**** Page text ****
Financial and investment scams involve fraudulent schemes promising high returns with little or no risk. Sometimes, these scams initiate as a causal encounter online (similar to a romance scam), or through an indirect introduction. They might involve downloading fake “trading apps” that seem legitimate but, instead, they transfer your “investment” money directly to the scammer.
Subsets of financial and investment scams are crypto scams and pig butchering scams, which follow slightly different patterns.
How it typically happens
- The scammer initiates contact via social media, ads, or messaging apps
- The victim is introduced to an “investment platform”
****
**Instruction**
Translate this sentence from the page on investment scams into French: "Financial and investment scams involve fraudulent schemes promising high returns with little or no risk." The records aren't needed for this.
**** Given information ****
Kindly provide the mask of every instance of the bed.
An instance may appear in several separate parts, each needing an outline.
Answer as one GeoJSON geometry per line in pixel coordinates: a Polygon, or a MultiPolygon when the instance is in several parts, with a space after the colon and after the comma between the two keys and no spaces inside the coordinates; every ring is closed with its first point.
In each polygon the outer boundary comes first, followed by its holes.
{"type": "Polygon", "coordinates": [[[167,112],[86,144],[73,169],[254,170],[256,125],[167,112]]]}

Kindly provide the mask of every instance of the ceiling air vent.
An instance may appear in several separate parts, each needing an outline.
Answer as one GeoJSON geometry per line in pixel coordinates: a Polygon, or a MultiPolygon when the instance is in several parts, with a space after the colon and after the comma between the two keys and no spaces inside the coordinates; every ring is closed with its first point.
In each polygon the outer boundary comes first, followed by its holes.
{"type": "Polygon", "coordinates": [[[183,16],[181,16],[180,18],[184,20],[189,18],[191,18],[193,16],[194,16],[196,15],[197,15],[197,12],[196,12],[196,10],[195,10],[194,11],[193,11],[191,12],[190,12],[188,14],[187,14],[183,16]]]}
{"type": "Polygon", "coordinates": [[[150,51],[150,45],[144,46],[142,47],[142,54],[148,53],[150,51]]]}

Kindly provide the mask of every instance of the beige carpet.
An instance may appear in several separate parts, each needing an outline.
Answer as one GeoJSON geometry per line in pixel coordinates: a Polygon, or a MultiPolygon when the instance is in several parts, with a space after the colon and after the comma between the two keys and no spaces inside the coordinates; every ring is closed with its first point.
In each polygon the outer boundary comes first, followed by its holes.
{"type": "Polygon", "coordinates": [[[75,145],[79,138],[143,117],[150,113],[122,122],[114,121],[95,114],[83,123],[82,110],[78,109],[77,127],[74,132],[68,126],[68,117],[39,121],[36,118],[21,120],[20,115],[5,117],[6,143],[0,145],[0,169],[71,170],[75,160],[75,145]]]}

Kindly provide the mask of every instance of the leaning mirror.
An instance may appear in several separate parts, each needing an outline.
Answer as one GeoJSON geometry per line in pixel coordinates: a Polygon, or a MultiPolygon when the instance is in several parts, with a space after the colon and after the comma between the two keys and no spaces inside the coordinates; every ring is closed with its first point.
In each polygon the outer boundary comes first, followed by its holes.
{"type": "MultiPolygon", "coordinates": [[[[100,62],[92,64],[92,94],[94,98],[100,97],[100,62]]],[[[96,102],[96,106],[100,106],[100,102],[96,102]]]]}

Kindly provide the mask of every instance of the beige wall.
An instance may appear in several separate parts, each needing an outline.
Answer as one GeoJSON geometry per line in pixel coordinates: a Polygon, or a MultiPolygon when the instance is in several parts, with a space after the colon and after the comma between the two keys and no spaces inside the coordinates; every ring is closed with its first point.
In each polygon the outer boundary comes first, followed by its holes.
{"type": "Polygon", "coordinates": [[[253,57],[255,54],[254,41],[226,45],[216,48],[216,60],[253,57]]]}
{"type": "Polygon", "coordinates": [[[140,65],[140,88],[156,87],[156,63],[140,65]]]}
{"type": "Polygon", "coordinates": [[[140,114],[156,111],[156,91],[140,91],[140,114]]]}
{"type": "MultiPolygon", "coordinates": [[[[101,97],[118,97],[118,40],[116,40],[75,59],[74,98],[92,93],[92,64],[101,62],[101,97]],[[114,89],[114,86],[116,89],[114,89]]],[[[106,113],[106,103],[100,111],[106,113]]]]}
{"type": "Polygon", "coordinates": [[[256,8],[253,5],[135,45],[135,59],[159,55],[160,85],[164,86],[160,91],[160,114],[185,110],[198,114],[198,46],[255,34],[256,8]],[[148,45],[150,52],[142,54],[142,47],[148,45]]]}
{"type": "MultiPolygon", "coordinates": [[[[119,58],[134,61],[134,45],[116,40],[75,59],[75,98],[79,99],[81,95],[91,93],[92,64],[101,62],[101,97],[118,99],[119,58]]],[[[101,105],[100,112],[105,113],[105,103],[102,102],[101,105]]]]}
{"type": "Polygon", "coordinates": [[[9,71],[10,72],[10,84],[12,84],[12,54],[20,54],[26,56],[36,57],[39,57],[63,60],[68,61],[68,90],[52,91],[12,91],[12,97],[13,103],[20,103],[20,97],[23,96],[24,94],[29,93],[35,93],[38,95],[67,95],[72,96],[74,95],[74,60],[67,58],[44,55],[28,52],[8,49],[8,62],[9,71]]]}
****
**The result**
Les escroqueries financières et à l'investissement reposent sur des stratagèmes frauduleux qui promettent des rendements élevés avec peu ou pas de risque.